- _WORK TO COMPLETE_:
- a) For each statement about the Carolina parakeet passage, answer yes or no, and quote the exact words of the passage that decide it. (i) The last Carolina parakeet in captivity died at the Cincinnati Zoo in 1918. (ii) The passenger pigeon de-extinction project is further along than the woolly mammoth project. (iii) In 1831, Audubon reported that the birds had become scarce in some districts where they had once been plentiful.
- b) Write the next part of the passage on the Carolina parakeet, starting after its final sentence.

- _READING PASSAGE_:
Why Did the Carolina Parakeet Go Extinct?
It hasn’t been seen for a century. But will the bird species ever fly again?
Among all the birds and mammals that once inhabited American forests and still would today if human settlers had not driven them to extinction, the Carolina parakeet seems out of place. A native green parrot in the eastern United States? Parrots are supposed to decorate palm trees in the tropics not the cypress of temperate forests.
Yet there are 19th-century accounts of North America’s only native parrot species from places as far-flung as Nebraska and Lake Erie, though even then the noisy flocks were in decline. “In some districts, where twenty-five years ago they were plentiful, scarcely any are now to be seen,” John James Audubon warned in 1831. The last Carolina parakeet in captivity, a male named Incas, died at the Cincinnati Zoo in 1918. But the species may squawk again: Today geneticists and conservation biologists often mention the bird as a candidate for “de-extinction,” the process of recreating a vanished species—or at least an approximation of it—from preserved genetic material. De-extinction projects are already underway for the passenger pigeon and the woolly mammoth. (The latter project of adding mammoth DNA to the Asian elephant genome is further along.)

- _RECORDED DATA_:
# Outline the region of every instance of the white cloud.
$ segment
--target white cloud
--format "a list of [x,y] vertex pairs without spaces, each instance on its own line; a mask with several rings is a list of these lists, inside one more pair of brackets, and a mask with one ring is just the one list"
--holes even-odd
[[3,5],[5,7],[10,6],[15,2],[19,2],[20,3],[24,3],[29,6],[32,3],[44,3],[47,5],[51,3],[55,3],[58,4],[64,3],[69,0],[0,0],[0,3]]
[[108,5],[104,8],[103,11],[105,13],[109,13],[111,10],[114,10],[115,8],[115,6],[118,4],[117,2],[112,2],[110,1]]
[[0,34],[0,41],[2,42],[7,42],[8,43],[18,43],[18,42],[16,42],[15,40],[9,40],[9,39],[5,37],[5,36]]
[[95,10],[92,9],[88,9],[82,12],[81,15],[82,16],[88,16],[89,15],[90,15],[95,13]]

- _SOLVED PROBLEMS_:
- a)
(i) Yes: "The last Carolina parakeet in captivity, a male named Incas, died at the Cincinnati Zoo in 1918."
(ii) No: "The latter project of adding mammoth DNA to the Asian elephant genome is further along."
(iii) Yes: "In some districts, where twenty-five years ago they were plentiful, scarcely any are now to be seen," John James Audubon warned in 1831.

- b)
Bringing the Carolina parakeet back from the dead wouldn’t be easy, says Ben Novak, the lead scientist at Revive & Restore, a clearinghouse for such efforts. The birds disappeared so quickly that much of their biology and ecology is a mystery today. Scientists cannot even say why the Carolina parakeet went extinct, though deforestation, disease, persecution by farmers and competition from honeybees are all possibilities.
Nearly a century after the last reliable sighting of the bird in the wild, scientists are looking for answers. Kevin Burgio, a biologist at the University of Connecticut, published a study last year of what he calls “Lazarus ecology” in the journal Ecology and Evolution. He built a data set of historical Carolina parakeet sightings and collection sites, and combined it with climate data to create a map of where the birds lived. He concluded that the bird’s home range was much smaller than previously believed, with one subspecies inhabiting Florida and the Southeastern coastline and another the South and Midwest. Scientists from the New York State Museum and New Mexico State University have sequenced the bird’s DNA, and chemical analysis of preserved feathers may reveal the makeup of its diet. Next, Burgio is trying to piece together the extinction process from the historical record, which includes sightings by Thomas Jefferson and Lewis and Clark.
And even if the Carolina parakeet never flies again, what scientists learn about this vanished American bird could keep its endangered tropical cousins aloft.
Lazarus Birds
Most extinct species are in fact long gone, but now and then scientists rediscover a plant or animal in the wild that hadn’t been seen in decades. Out of some 350 “Lazarus species” identified worldwide since 1889, here are several of the most recently sighted birds.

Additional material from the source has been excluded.